Reproduce the passage about Shultz's visit to Israel between "There is little" and "a nice guy.", inclusive, switching "nice guy" to "good man".

==== DOCUMENT TEXT ====

Shultz, however, was still persevering by midweek. He scheduled a second appearance on Israeli television, which was to be taped Wednesday morning for screening that same night. This was to be a lengthy give-and-take on the main weekly talk show, “Moked.”

Shultz came here Sunday night with the belief that his initiative had been misrepresented, whether willfully or without design, and that Israelis thought he sought to drag them to a peace conference where the great powers would make common cause with Arab hard-liners to force Israel into total withdrawal.

His primary concern, therefore, was to tell it, and sell it, to the people of Israel in his own words. He attempted to do this prior to his political meetings with Premier Yitzhak Shamir and Foreign Minister Shimon Peres.

In a lengthy airport statement, later in a television interview, and then in a session with Israeli newspaper editors, the secretary tried to allay suspicions, correct misapprehensions, assure Israel that he remained a fast friend and that the administration is fully committed to the long-term security of the Jewish state.

To this end, too, he agreed to the scheduling of a formal signing ceremony on Israeli Independence Day, in Jerusalem and Washington, of a Memorandum of Understanding between the two countries.

There is little new of substance in that document. But it incorporates and enshrines all the ongoing cooperation pacts on various levels, and to that extent is a public effort to bind a future administration in Washington to these programs supporting Israel’s defense.

From random person-in-the-street responses, it seems that Shultz has come across to the Israeli public much as he is: warm, straight-talking, well-meaning. But there was no evidence that he has succeeded beyond convincing people here that he is indeed a nice guy.

==== ROWS ====

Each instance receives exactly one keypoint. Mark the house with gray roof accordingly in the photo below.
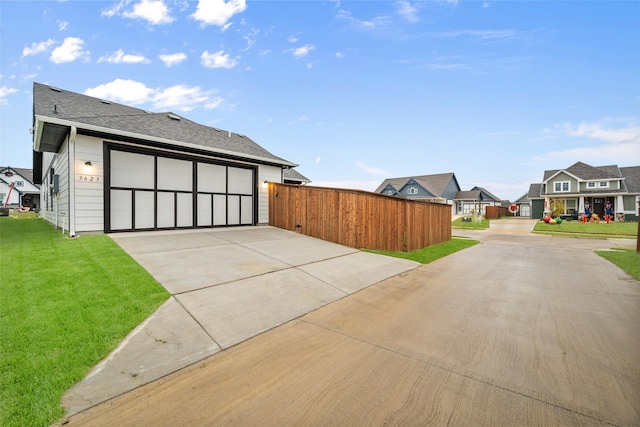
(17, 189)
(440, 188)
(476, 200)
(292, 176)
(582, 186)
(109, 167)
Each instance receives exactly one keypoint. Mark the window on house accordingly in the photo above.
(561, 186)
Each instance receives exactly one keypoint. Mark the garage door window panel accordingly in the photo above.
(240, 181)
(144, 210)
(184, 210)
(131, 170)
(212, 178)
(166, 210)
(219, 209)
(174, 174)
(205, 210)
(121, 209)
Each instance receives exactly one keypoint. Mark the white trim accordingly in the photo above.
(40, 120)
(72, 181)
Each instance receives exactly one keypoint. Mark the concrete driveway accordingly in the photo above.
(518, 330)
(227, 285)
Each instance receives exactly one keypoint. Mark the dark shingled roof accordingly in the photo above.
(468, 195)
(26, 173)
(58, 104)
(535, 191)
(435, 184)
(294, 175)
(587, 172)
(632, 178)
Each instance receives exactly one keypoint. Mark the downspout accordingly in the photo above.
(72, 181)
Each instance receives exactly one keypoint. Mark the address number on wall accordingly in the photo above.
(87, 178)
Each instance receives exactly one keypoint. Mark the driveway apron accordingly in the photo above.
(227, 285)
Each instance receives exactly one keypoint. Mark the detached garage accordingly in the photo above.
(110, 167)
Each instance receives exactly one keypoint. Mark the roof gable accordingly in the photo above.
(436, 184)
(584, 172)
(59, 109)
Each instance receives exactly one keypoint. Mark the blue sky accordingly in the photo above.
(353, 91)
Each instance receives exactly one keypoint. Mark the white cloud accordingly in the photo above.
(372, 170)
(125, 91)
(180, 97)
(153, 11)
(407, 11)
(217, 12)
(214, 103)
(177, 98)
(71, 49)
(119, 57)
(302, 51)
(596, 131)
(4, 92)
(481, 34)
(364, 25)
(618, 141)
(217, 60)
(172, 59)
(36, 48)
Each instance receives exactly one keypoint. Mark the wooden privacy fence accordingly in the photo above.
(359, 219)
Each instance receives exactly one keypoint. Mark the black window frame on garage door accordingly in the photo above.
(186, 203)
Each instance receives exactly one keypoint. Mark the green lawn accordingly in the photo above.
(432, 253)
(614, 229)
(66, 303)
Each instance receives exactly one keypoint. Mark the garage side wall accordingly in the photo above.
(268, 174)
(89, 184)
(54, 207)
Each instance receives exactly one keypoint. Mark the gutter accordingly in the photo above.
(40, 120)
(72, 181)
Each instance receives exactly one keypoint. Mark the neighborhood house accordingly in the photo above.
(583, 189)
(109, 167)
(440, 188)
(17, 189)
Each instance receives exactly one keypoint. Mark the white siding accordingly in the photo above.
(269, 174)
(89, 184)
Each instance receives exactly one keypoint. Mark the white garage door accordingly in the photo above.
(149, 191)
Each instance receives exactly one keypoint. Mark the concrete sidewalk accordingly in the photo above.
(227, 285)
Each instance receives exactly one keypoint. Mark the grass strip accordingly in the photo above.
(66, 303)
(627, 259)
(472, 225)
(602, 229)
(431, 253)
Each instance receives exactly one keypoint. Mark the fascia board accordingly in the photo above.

====

**THE COMPLETED TASK:**
There is little new of substance in that document. But it incorporates and enshrines all the ongoing cooperation pacts on various levels, and to that extent is a public effort to bind a future administration in Washington to these programs supporting Israel’s defense.

From random person-in-the-street responses, it seems that Shultz has come across to the Israeli public much as he is: warm, straight-talking, well-meaning. But there was no evidence that he has succeeded beyond convincing people here that he is indeed a good man.